Text passage:
* * * * *

What will become of Edward Snowden? Will he ever be able to return to the United States? His chances don’t look good. The US government—the Deep State, as well as both the major political parties—wants to punish him for the enormous damage he has inflicted, in their perception, on the security establishment. (It’s got Chelsea Manning and the other whistleblowers where it wants them.) If it does not manage to kill or jail Snowden, it must use everything in its power to limit the damage that he’s done and continues to do. One of those ways is to try to contain, co-opt and usher the debate around whistleblowing in a direction that suits it. And it has, to some extent, managed to do that. In the Public Security vs. Mass Surveillance debate that is taking place in the establishment Western media, the Object of Love is America. America and her actions. Are they moral or immoral? Are they right or wrong? Are the whistleblowers American patriots or American traitors? Within this constricted matrix of morality, other countries, other cultures, other conversations—even if they are the victims of US wars—usually appear only as witnesses in the main trial. They either bolster the outrage of the prosecution or the indignation of the defence. The trial, when it is conducted on these terms, serves to reinforce the idea that there can be a moderate, moral superpower. Are we not witnessing it in action? Its heartache? Its guilt? Its self-correcting mechanisms? Its watchdog media? Its activists who will not stand for ordinary (innocent) American citizens being spied on by their own government? In these debates that appear to be fierce and intelligent, words like public and security and terrorism are thrown around, but they remain, as always, loosely defined and are used more often than not in the way the US state would like them to be used.
It is shocking that Barack Obama approved a “kill list” with 20 names on it.
Or is it?
What sort of list do the millions of people who have been killed in all the US wars belong on, if not a “kill list”?
In all of this, Snowden, in exile, has to remain strategic and tactical. He’s in the impossible position of having to negotiate the terms of his amnesty/trial with the very institutions in the United States that feel betrayed by him, and the terms of his domicile in Russia with that Great Humanitarian, Vladimir Putin. So the superpowers have the Truth-teller in a position where he now has to be extremely careful about how he uses the spotlight he has earned and what he says publicly.
Even still, leaving aside what cannot be said, the conversation around whistleblowing is a thrilling one—it’s Realpolitik—busy, important and full of legalese. It has spies and spy-hunters, escapades, secrets and secret-leakers. It’s a very adult and absorbing universe of its own. However, if it becomes, as it sometimes threatens to—a substitute for broader, more radical political thinking, then the conversation that Daniel Berrigan, Jesuit priest, poet and war resister (contemporary of Daniel Ellsberg) wanted to have when he said, “Every nation-state tends towards the imperial—that is the point”, becomes a little inconvenient.
I was glad to see that when Snowden made his debut on Twitter (and chalked up half a million followers in half a second) he said, “I used to work for the government. Now I work for the public.” Implicit in that sentence is the belief that the government does not work for the public. That’s the beginning of a subversive and inconvenient conversation. By “the government”, of course he means the US government, his former employer. But who does he mean by “the public”? The US public? Which part of the US public? He’ll have to decide as he goes along. In democracies, the line between an elected government and “the public” is never all that clear. The elite is usually fused with the government pretty seamlessly. Viewed from an international perspective, if there really is such a thing as “the US public”, it’s a very privileged public indeed. The only “public” I know is a maddeningly tricky labyrinth.

* * * * *

Data extracts:

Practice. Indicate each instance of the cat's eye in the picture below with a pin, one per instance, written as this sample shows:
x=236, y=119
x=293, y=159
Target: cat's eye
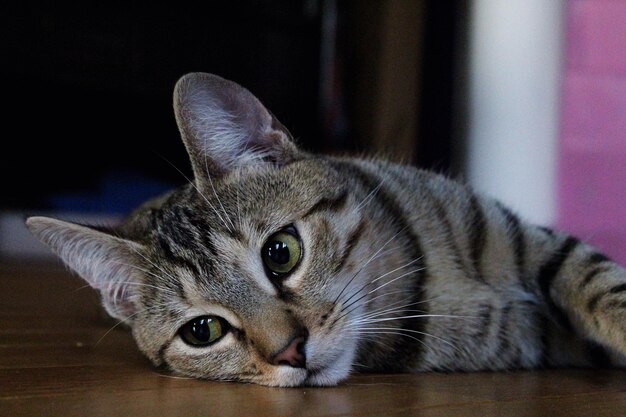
x=204, y=330
x=282, y=251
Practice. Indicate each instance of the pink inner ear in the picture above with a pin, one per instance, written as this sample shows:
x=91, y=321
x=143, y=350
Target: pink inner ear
x=225, y=127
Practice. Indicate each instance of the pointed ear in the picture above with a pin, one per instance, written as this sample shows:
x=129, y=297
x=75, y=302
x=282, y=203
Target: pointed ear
x=225, y=127
x=103, y=260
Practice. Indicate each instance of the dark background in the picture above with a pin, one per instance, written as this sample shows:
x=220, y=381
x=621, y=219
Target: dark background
x=87, y=88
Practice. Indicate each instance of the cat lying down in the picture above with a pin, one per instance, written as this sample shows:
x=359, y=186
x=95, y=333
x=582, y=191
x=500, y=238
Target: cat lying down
x=284, y=268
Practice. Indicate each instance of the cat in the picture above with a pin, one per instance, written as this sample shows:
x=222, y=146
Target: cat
x=284, y=268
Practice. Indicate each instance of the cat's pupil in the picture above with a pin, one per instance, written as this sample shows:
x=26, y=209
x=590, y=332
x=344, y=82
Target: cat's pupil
x=200, y=330
x=278, y=252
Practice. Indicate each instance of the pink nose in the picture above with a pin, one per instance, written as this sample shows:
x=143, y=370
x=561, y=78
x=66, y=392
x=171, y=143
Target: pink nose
x=292, y=354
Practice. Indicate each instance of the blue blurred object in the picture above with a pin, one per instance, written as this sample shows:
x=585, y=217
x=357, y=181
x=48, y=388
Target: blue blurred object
x=119, y=193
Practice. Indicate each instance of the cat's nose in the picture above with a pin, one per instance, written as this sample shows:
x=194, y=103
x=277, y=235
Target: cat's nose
x=292, y=354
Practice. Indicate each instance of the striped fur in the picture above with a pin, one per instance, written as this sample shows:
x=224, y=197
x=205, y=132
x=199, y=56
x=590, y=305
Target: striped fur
x=402, y=270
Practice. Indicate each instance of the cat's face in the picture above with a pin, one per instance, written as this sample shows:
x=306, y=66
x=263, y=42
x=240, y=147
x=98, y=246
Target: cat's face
x=245, y=284
x=250, y=272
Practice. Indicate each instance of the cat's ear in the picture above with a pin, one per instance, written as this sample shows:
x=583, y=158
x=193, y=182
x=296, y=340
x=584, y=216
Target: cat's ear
x=103, y=260
x=224, y=127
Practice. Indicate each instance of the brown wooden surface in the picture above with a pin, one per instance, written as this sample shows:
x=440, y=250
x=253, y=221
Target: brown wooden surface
x=54, y=361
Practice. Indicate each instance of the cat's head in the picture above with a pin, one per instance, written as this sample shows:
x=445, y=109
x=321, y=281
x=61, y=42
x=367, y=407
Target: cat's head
x=244, y=274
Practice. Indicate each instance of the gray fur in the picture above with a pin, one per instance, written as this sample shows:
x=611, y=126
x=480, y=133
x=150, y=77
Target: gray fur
x=403, y=270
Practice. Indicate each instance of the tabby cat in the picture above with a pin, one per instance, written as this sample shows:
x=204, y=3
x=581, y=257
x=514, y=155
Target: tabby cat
x=283, y=268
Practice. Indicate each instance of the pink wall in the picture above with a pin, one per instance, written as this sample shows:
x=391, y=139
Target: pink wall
x=592, y=166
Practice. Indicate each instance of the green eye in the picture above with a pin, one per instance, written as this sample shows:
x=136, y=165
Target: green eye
x=203, y=330
x=282, y=252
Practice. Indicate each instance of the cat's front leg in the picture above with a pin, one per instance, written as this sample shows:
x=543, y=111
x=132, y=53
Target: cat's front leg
x=591, y=290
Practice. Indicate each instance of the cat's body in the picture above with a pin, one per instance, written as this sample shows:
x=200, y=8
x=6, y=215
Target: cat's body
x=386, y=267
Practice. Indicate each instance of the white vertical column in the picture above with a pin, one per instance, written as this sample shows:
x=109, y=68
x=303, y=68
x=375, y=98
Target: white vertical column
x=514, y=82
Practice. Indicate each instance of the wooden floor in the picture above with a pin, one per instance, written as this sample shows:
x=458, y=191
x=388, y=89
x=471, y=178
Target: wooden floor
x=58, y=358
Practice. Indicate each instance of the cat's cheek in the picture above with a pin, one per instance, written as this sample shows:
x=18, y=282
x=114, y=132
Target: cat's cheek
x=334, y=373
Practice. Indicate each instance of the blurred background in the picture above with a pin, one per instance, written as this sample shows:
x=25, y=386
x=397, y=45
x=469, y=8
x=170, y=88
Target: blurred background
x=523, y=99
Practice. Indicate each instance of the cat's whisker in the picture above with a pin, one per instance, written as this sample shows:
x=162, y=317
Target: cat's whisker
x=367, y=263
x=378, y=320
x=394, y=306
x=382, y=308
x=452, y=345
x=381, y=277
x=382, y=286
x=399, y=333
x=380, y=296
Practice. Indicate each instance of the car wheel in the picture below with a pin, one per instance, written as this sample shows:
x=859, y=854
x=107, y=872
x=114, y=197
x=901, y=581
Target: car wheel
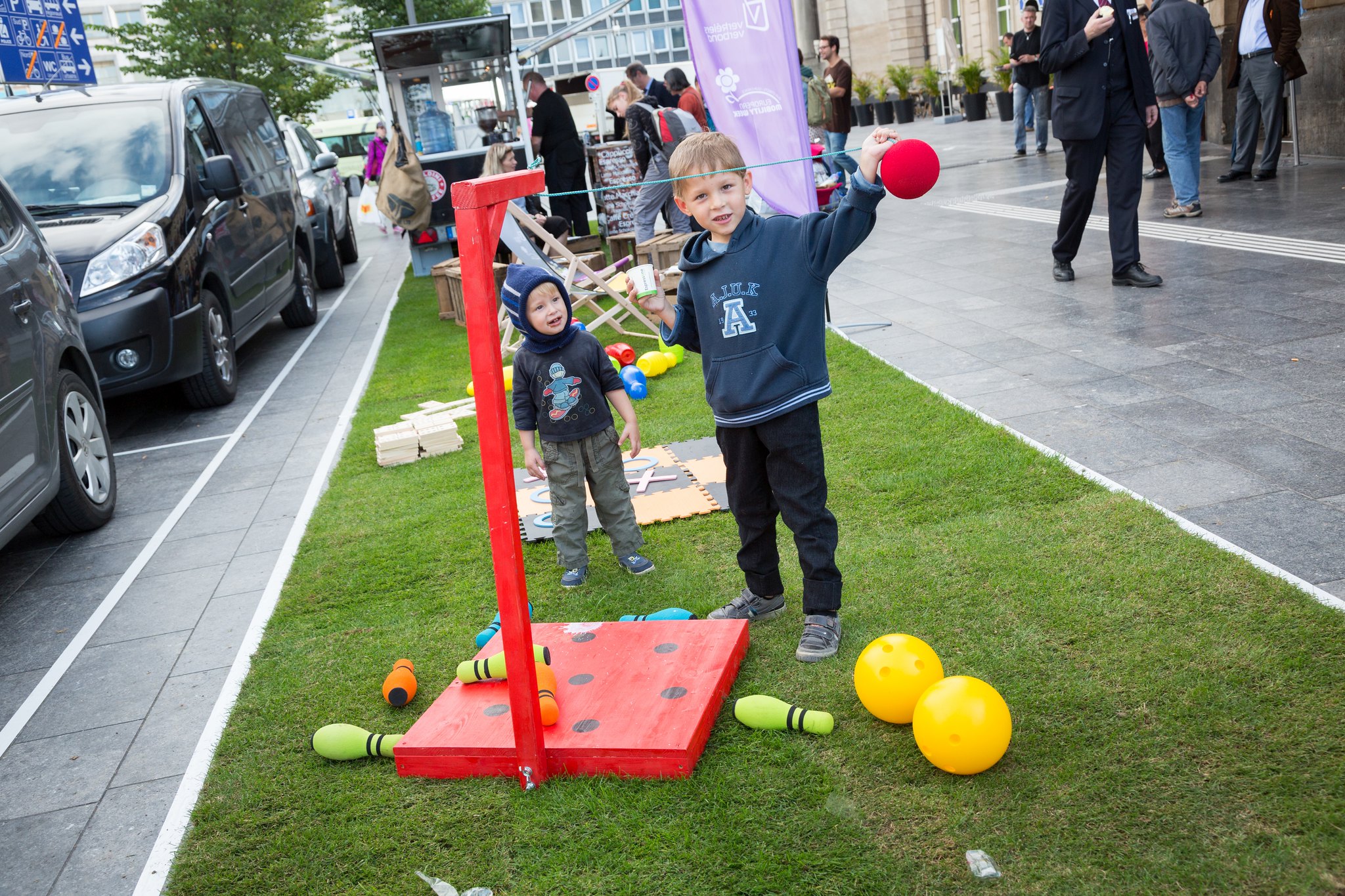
x=217, y=383
x=330, y=273
x=88, y=490
x=301, y=309
x=346, y=246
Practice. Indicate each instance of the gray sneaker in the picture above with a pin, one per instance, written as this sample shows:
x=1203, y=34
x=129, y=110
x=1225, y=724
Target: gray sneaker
x=821, y=639
x=749, y=606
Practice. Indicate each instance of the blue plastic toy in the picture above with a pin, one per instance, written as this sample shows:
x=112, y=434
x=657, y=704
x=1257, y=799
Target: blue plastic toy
x=671, y=613
x=489, y=631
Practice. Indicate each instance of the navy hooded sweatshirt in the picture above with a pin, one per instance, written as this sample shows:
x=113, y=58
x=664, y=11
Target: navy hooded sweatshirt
x=757, y=312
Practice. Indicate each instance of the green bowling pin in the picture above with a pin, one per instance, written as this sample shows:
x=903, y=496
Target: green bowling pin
x=351, y=742
x=768, y=714
x=493, y=667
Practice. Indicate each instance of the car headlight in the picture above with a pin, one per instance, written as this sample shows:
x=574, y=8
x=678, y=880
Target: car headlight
x=137, y=251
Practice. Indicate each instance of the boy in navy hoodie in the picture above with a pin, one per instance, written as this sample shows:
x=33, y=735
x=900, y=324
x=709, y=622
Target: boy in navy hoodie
x=752, y=303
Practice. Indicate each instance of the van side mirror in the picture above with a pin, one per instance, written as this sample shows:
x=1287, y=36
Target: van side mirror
x=222, y=178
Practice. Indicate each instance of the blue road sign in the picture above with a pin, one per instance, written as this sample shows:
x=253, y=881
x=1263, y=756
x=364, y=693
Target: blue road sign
x=43, y=42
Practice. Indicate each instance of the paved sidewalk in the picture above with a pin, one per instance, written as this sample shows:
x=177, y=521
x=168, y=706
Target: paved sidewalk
x=87, y=785
x=1219, y=395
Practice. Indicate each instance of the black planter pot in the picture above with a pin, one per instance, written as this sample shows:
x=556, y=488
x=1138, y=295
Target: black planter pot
x=975, y=104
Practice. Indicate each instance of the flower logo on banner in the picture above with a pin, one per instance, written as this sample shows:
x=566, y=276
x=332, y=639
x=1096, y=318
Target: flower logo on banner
x=728, y=82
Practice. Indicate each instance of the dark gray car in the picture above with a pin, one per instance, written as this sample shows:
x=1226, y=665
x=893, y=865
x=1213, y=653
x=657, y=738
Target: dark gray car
x=326, y=203
x=55, y=465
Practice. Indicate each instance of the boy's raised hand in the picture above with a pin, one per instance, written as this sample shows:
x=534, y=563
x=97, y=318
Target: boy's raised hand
x=876, y=146
x=533, y=461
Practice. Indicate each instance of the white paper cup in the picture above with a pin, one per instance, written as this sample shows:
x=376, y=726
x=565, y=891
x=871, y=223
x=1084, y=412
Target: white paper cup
x=642, y=281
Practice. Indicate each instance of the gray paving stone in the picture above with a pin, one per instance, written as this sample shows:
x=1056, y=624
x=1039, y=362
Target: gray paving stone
x=170, y=733
x=159, y=603
x=1098, y=440
x=1193, y=482
x=1113, y=391
x=1286, y=528
x=37, y=847
x=58, y=773
x=108, y=685
x=194, y=554
x=119, y=839
x=215, y=640
x=1017, y=402
x=1055, y=368
x=38, y=624
x=248, y=572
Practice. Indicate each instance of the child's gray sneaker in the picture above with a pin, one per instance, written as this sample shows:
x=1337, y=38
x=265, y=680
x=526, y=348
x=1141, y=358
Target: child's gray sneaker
x=749, y=606
x=636, y=565
x=821, y=639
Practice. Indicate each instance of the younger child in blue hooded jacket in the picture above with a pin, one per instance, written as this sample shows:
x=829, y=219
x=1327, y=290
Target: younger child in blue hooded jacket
x=752, y=303
x=563, y=383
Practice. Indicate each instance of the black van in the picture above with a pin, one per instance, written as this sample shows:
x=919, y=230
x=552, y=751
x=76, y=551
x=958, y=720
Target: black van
x=174, y=213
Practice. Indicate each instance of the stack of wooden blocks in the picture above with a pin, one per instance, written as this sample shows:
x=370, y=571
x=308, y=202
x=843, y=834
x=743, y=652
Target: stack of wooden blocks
x=426, y=433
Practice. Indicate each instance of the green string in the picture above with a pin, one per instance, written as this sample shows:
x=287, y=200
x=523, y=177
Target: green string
x=707, y=174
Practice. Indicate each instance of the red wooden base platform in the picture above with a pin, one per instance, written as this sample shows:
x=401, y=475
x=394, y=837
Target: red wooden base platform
x=636, y=699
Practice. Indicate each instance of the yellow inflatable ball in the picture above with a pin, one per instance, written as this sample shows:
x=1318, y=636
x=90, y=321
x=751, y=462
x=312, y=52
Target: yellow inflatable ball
x=653, y=363
x=509, y=382
x=962, y=726
x=891, y=675
x=676, y=350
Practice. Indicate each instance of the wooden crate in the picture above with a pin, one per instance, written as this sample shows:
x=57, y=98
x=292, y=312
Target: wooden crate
x=449, y=285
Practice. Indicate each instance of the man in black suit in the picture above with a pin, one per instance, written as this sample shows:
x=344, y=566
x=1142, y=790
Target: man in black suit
x=1101, y=108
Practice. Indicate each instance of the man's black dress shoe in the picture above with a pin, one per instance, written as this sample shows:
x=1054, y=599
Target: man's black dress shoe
x=1136, y=276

* * * * *

Explore the material:
(A) Translate this sentence from the passage about Edward Snowden into Spanish: "The only “public” I know is a maddeningly tricky labyrinth."
(B) Carry on the passage about Edward Snowden and whistleblowing, starting after its final sentence.

Numbered responses:
(A) El único «público» que conozco es un laberinto enloquecedoramente complicado.

(B)
Oddly, when I think back on the meeting in the Moscow Ritz, the memory that flashes up first in my mind is an image of Daniel Ellsberg. Dan, after all those hours of talking, lying back on John’s bed, Christ-like, with his arms flung open, weeping for what the United States has turned into—a country whose “best people” must either go to prison or into exile. I was moved by his tears but troubled, too—because they were the tears of a man who has seen the machine up close. A man who was once on a first-name basis with the people who controlled it and who coldly contemplated the idea of annihilating life on earth. A man who risked everything to blow the whistle on them. Dan knows all the arguments, For as well as Against. He often uses the word imperialism to describe US history and foreign policy. He knows now, 40 years after he made the Pentagon papers public, that even though those particular individuals have gone, the machine keeps on turning.
Daniel Ellsberg’s tears made me think about love, about loss, about dreams—and, most of all, about failure.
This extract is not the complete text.